_ЦИТИРУЕМЫЙ ОТРЫВОК_
◆ ◆ ◆ ◆ ◆

Быт в своей драме толкает наши термины в противоположном направлении: дух оказывается вне схемы, телесное заместило душевное, а тела превратились в отчуждаемые и приобретаемые вещи.
Судьба пугает всех — даже богов. К причинности же ни один ученый не боится придвигать своих очков. Судьба черна — причинность сера. Но если взять серые слова Давида Юма — ‘вслед за явлением А всегда следует явление Б, и никакого другого, кроме как Б, следовать не может’, то ведь и из них — сквозь алгебраические знаки — глядится древний ужас. Совершенно безразлично, какие значения ни придавать Юмову ‘А’ — муки, радость, удача-неудача — то, что за ним всегда следует одно и то же неотразимое Б и ничего другого, кроме Б, ‘следовать не может’, делает радости безрадостными, удачи неудачливыми. ‘Я’, включенные в счастье, которое, в свою очередь, зажато меж причиной и следствием, внешни друг другу. Люди, явления, поступки, вещи — будто прозрачные четки, вдетые на одну крепким узлом стянутую нить: сквозь них всех одна и та же внизанная в них нить причинности. Есть одно лишь счастье: в разрыве нити. Но на театре судьбы — нить слишком крепка. Бытие и быт в силу своих закономерностей могут дать лишь трагедию и драму. Радость, тождественная свободе, вне их.

◆ ◆ ◆ ◆ ◆

_ЗАПИСИ_

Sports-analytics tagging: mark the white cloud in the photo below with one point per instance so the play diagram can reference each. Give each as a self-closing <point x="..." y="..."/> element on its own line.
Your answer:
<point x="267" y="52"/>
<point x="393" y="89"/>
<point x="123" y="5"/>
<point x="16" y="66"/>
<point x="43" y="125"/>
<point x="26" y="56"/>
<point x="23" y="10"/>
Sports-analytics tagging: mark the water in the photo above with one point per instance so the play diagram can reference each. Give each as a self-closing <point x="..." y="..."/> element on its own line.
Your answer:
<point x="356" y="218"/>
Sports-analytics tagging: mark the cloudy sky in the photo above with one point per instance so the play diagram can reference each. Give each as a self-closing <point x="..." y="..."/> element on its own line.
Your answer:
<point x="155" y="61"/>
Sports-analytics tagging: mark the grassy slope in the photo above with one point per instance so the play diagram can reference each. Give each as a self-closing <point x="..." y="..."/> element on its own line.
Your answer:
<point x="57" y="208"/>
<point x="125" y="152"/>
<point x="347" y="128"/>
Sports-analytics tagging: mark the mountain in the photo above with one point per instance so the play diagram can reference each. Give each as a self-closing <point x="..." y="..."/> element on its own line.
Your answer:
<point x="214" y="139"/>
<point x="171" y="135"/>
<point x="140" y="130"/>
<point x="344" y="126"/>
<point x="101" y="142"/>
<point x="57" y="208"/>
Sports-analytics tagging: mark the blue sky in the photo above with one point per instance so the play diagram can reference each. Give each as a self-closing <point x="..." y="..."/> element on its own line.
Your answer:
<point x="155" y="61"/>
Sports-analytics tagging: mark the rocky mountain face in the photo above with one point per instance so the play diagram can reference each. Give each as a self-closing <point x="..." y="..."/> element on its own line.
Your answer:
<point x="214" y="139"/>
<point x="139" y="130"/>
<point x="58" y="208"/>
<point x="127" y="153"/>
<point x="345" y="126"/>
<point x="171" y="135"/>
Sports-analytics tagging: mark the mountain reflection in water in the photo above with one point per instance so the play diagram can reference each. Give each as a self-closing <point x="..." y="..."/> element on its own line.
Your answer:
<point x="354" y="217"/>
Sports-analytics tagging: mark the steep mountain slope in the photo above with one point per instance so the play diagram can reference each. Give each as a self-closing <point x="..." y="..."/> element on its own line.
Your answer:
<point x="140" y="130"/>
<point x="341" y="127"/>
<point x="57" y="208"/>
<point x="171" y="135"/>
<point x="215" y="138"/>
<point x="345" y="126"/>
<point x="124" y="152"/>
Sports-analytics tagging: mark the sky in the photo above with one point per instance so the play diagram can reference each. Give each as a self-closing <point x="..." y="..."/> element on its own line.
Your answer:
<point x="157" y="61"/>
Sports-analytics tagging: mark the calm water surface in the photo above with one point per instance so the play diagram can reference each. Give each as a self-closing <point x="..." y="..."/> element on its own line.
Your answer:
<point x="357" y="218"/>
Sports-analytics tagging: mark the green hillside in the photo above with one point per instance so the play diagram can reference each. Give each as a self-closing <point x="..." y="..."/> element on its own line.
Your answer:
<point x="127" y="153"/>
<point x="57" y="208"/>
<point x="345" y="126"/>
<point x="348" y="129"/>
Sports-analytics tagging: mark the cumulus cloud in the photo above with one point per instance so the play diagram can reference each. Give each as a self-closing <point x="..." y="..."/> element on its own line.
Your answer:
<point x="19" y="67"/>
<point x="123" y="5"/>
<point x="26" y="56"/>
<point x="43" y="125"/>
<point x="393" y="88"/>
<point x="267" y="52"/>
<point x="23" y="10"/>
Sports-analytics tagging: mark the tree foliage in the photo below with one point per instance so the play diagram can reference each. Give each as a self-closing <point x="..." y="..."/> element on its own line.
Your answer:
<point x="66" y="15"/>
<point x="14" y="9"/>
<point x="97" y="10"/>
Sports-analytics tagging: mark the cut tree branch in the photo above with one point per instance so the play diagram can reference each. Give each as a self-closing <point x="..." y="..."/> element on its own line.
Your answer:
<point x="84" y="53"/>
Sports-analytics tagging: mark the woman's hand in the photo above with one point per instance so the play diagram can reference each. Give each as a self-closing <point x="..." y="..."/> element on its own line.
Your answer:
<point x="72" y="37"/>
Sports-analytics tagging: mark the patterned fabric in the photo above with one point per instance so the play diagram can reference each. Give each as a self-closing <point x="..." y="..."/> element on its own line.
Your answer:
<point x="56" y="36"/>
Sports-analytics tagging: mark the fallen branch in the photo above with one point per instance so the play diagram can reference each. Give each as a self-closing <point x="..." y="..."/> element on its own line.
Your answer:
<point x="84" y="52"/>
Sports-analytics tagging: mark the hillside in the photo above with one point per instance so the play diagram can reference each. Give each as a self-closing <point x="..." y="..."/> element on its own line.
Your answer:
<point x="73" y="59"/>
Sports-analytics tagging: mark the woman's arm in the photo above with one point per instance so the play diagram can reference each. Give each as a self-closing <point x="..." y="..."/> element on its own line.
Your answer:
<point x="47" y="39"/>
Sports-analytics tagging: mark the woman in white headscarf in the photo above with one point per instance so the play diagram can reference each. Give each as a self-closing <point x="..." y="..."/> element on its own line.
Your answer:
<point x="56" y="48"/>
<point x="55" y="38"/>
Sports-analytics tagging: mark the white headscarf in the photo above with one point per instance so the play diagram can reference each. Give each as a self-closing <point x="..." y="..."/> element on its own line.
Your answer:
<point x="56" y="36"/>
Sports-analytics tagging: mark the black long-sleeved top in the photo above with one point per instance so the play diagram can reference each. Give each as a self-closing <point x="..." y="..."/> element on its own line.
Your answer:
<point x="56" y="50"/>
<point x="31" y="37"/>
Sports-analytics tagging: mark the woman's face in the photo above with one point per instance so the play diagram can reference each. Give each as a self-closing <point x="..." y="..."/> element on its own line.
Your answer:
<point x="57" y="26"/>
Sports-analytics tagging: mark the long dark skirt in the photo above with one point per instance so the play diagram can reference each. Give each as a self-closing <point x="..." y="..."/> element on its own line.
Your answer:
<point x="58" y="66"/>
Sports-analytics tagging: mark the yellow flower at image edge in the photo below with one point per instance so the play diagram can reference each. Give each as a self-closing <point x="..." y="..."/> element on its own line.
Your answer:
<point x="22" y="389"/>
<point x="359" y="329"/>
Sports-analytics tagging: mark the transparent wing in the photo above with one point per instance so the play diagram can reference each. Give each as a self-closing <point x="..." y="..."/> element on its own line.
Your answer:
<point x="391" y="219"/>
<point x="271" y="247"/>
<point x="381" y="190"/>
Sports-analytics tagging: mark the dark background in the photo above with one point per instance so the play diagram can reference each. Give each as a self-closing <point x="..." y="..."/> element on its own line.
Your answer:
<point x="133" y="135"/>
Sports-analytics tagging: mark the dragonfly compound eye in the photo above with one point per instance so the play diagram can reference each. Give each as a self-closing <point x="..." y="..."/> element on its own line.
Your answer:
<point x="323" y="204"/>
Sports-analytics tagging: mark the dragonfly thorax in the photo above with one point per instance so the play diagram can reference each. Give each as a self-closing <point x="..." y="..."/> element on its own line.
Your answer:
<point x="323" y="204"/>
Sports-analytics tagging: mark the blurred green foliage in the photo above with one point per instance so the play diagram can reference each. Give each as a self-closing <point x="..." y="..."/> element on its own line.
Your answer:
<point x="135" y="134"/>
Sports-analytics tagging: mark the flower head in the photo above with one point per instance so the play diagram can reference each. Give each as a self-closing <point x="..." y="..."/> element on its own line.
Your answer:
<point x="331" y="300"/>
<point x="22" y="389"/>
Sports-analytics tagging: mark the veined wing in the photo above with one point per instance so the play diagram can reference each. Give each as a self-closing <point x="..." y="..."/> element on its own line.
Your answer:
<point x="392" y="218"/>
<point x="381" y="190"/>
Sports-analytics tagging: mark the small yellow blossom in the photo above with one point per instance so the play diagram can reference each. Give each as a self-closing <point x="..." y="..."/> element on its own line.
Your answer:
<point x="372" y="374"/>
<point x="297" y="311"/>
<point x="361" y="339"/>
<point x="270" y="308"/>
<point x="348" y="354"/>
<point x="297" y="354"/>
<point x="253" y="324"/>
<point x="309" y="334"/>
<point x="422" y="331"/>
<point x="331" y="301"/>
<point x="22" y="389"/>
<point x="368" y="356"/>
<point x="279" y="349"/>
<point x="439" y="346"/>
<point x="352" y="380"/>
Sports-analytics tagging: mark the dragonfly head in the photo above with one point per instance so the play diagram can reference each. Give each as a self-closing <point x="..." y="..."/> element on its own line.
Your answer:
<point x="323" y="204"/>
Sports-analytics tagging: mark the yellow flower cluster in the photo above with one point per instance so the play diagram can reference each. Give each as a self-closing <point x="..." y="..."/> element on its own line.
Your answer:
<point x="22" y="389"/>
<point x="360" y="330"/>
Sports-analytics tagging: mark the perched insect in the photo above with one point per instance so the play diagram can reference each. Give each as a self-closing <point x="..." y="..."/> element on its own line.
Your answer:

◆ ◆ ◆ ◆ ◆

_УСЛОВИЕ ЗАДАЧИ_
Ответьте на вопросы по отрывку о судьбе и причинности.
(a) Во что, согласно первому предложению отрывка, превратились тела?
(b) Какой в отрывке названа судьба и какой причинность?
(c) В чем, по отрывку, есть одно лишь счастье?

_ОТВЕТ К ЗАДАНИЮ_
(a) В отчуждаемые и приобретаемые вещи.
(b) Судьба черна, причинность сера.
(c) В разрыве нити.